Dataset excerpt
>> START
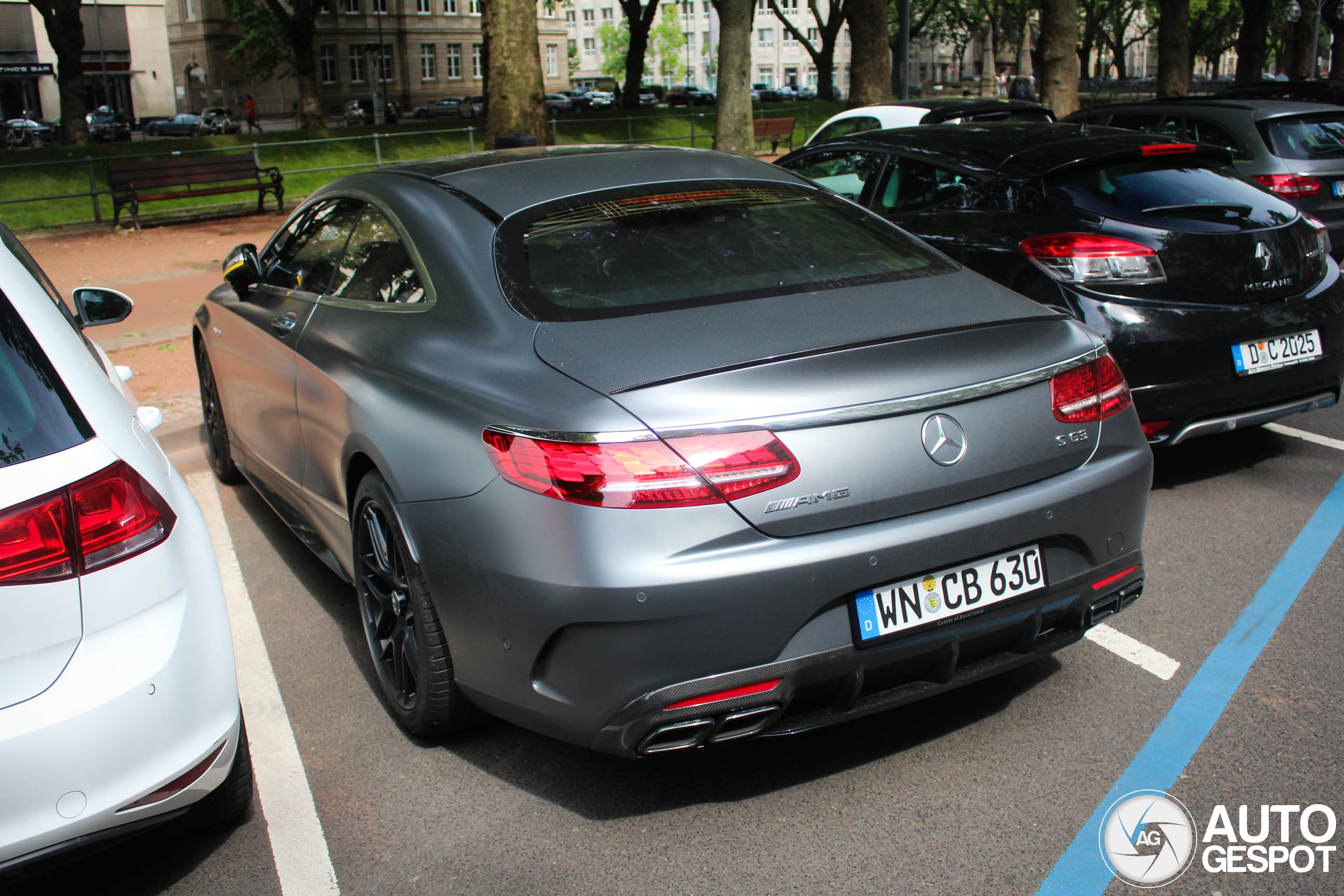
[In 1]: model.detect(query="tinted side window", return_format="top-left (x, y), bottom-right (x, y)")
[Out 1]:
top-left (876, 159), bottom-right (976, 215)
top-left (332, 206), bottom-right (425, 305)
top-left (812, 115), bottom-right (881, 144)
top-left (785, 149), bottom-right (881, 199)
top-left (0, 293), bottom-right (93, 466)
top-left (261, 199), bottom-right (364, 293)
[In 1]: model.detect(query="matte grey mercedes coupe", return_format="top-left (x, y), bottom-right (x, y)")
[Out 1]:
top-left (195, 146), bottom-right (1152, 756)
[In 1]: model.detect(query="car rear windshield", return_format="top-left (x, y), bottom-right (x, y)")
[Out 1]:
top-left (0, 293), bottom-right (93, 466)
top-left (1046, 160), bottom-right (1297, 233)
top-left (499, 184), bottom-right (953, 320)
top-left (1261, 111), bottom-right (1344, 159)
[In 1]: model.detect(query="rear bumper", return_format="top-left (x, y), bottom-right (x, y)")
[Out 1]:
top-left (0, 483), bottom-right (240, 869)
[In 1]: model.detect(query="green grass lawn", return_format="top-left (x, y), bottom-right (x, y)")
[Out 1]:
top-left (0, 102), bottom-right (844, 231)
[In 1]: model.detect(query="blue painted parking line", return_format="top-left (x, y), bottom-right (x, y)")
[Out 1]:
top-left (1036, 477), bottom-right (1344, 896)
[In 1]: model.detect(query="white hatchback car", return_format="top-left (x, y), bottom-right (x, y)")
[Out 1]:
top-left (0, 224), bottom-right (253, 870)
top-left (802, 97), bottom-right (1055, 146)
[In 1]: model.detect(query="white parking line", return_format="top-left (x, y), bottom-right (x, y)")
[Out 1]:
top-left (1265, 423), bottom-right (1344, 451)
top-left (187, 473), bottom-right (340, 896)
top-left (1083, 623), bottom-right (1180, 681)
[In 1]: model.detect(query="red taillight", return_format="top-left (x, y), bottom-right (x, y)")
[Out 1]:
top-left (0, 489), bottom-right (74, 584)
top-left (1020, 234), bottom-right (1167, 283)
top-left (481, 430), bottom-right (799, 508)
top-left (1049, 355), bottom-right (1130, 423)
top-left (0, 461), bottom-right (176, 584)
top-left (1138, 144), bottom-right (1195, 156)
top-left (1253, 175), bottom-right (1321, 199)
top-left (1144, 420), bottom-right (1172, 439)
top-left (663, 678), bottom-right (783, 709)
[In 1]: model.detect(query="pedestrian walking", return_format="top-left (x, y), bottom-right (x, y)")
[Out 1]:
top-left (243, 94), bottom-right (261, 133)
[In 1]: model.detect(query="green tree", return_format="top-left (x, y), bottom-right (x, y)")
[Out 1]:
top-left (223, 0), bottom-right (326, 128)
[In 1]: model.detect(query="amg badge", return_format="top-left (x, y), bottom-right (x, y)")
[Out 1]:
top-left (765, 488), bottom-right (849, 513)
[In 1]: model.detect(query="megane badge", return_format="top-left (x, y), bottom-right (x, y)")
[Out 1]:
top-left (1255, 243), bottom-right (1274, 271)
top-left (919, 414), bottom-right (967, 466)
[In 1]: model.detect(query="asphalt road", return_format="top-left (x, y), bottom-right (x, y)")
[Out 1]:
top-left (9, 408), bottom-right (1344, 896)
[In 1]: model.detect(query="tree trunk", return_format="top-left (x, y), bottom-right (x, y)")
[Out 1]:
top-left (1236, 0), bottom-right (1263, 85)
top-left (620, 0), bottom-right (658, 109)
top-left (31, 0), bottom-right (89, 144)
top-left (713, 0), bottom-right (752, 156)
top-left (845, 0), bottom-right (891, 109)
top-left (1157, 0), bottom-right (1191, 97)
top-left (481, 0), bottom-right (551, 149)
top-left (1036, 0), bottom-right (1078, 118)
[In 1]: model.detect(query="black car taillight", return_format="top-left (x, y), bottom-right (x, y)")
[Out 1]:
>> END
>> START
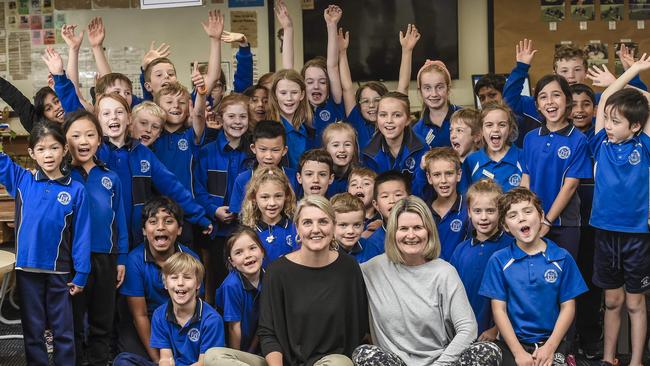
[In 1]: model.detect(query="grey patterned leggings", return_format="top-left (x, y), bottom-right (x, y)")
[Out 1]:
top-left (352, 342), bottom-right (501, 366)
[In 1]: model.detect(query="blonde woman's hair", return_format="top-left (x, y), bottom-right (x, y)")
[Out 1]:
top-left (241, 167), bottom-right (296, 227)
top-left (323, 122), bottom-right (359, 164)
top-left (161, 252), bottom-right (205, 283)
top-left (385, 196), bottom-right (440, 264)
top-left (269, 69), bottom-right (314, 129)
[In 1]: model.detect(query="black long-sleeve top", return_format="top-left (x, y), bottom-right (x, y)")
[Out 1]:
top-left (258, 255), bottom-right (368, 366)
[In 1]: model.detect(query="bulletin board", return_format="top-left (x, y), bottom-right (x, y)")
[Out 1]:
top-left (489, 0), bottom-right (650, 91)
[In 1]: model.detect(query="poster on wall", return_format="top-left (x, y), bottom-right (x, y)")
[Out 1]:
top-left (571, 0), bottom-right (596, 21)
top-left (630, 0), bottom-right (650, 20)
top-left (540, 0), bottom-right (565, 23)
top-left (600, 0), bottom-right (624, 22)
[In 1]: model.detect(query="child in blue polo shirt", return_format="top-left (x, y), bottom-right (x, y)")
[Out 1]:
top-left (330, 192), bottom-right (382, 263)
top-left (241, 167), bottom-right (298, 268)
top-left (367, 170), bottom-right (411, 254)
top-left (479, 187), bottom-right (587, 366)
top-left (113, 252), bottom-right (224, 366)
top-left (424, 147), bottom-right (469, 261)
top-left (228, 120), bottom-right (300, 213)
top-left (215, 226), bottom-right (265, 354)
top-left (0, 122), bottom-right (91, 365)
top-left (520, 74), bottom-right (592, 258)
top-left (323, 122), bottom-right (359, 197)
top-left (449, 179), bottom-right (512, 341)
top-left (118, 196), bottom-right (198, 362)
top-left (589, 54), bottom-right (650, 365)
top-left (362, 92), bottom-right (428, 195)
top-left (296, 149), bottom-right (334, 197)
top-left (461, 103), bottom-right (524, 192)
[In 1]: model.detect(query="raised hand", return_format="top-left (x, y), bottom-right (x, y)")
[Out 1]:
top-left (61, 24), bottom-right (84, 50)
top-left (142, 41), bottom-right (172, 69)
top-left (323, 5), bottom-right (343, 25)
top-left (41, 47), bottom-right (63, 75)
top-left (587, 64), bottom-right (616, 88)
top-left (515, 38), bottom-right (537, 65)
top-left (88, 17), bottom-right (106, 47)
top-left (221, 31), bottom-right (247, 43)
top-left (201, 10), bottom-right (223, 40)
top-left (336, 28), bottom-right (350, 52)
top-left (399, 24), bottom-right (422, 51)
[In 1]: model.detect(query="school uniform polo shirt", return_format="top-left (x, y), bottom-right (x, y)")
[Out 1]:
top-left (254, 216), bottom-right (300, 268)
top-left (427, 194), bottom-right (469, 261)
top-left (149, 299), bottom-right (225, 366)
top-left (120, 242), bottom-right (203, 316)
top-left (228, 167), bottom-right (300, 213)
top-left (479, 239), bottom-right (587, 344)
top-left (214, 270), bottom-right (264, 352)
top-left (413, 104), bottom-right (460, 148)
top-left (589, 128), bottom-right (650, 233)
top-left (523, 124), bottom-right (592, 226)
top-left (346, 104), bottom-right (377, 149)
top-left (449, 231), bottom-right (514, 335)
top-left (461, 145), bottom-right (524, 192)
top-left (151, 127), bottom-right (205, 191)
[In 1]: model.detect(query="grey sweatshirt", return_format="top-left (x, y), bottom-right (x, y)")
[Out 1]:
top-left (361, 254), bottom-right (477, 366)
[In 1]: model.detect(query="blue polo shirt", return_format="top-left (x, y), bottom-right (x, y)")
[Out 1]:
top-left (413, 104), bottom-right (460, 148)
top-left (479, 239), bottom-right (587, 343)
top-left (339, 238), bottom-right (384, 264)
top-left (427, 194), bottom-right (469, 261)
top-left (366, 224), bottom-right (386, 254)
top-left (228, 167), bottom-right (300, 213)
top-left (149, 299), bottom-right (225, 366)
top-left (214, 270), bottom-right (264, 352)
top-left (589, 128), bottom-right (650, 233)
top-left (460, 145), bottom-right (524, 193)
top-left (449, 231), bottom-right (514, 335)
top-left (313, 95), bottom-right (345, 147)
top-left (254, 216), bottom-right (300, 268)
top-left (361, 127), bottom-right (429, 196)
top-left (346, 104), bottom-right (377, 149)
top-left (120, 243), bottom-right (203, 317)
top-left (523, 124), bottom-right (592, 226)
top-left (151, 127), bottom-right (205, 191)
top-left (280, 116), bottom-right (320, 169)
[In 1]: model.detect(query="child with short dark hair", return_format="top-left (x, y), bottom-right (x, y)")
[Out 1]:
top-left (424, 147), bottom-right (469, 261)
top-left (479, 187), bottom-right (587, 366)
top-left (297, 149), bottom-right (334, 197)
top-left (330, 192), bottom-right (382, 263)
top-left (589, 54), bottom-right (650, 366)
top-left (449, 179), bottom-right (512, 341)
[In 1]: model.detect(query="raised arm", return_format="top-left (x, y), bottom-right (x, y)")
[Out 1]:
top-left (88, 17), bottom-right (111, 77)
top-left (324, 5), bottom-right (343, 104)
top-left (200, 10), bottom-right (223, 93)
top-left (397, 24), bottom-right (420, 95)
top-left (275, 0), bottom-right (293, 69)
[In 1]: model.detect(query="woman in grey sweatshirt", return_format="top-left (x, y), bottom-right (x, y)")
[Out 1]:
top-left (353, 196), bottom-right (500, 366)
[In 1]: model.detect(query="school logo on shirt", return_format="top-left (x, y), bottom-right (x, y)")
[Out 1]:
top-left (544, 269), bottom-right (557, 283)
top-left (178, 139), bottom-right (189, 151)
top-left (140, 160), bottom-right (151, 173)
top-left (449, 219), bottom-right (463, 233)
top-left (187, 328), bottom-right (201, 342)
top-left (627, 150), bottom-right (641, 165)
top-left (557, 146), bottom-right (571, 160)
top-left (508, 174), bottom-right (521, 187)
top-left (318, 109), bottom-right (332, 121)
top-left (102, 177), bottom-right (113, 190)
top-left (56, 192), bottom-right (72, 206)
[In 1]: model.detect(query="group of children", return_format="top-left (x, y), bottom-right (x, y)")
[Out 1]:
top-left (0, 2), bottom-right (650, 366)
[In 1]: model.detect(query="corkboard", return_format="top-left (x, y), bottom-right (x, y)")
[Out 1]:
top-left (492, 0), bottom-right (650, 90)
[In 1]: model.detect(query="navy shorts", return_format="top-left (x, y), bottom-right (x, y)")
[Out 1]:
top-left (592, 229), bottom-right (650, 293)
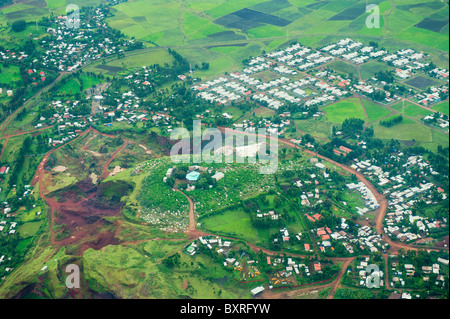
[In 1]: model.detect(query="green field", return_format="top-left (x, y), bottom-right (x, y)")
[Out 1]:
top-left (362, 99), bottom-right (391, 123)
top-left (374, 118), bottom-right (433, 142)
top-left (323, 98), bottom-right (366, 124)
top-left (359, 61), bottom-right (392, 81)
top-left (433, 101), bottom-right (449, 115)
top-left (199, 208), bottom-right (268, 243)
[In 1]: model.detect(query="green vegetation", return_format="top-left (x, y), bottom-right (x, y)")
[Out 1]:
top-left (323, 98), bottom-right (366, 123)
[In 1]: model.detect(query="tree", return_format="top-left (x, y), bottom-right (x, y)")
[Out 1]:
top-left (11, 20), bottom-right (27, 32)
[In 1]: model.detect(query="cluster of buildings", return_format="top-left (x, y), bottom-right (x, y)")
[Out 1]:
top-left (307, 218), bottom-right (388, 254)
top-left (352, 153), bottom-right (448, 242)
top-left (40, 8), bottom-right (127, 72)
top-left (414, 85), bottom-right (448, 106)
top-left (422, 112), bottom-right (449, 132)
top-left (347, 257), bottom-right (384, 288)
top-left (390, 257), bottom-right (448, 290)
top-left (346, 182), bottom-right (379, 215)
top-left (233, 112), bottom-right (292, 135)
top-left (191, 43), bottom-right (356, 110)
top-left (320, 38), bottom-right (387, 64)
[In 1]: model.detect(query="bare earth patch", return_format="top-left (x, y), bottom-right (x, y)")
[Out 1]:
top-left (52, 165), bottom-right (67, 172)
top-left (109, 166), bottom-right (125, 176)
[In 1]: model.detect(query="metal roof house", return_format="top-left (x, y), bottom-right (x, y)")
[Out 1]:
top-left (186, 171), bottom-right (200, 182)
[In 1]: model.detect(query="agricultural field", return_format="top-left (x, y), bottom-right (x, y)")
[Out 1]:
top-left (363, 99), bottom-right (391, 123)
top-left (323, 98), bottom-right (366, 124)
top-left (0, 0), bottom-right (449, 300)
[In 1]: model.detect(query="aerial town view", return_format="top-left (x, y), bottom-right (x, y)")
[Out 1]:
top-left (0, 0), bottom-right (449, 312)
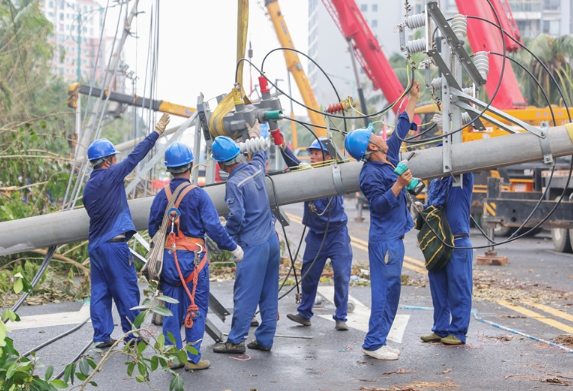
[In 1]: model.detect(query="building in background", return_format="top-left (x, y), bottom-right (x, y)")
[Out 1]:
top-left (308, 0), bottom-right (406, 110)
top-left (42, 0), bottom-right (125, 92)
>> END
>> START
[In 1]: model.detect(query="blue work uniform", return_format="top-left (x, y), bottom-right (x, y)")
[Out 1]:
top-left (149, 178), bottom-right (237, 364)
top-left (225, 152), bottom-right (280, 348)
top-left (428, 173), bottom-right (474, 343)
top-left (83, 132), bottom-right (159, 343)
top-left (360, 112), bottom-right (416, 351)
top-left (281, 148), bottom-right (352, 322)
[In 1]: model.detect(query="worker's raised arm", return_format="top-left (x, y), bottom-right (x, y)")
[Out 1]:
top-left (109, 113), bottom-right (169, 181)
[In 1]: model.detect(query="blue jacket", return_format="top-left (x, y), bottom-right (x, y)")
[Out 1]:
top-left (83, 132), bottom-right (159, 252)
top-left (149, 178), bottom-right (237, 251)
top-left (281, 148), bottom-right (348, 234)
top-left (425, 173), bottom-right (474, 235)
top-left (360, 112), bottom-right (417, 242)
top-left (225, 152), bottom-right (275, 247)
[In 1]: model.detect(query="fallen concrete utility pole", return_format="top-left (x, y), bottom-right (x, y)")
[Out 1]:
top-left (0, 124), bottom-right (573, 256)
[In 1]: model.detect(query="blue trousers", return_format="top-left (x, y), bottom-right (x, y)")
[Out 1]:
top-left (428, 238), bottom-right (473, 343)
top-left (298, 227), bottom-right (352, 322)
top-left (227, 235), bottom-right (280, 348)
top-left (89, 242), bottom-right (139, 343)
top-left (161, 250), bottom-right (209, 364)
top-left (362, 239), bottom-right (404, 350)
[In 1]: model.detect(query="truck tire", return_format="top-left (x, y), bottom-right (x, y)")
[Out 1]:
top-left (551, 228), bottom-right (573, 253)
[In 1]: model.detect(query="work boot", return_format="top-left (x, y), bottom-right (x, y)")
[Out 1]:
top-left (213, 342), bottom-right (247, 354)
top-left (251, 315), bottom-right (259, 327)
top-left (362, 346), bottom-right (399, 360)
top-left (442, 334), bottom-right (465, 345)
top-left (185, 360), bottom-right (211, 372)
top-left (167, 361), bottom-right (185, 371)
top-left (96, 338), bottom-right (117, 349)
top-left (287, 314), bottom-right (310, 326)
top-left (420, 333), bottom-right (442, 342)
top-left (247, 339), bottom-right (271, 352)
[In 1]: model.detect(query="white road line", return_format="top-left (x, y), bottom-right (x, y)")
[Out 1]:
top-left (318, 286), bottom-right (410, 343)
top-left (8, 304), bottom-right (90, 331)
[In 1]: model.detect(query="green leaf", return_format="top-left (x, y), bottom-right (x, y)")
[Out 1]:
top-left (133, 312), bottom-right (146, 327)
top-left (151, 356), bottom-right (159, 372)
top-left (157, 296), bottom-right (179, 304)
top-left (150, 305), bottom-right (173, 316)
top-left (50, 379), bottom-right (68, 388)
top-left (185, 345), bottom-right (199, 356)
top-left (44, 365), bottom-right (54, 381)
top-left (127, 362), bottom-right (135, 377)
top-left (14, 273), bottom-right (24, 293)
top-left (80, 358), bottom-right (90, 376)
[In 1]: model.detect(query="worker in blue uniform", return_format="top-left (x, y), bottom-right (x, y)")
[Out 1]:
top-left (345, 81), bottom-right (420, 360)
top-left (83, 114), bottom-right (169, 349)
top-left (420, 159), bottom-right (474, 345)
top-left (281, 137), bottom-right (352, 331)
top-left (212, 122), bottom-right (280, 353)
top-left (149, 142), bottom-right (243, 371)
>> END
WHAT YOU SHOULD DO:
Please copy the lines of the entries above that run from the one containing "with short dark" through the one containing "top-left (589, 54), bottom-right (650, 366)", both of those included, without changing anything.

WRITTEN SOLUTION:
[In 1]: model.detect(query="child with short dark hair", return_format="top-left (x, y), bottom-right (x, y)")
[Out 1]:
top-left (424, 147), bottom-right (469, 261)
top-left (479, 187), bottom-right (587, 366)
top-left (297, 149), bottom-right (334, 197)
top-left (330, 192), bottom-right (382, 263)
top-left (589, 54), bottom-right (650, 366)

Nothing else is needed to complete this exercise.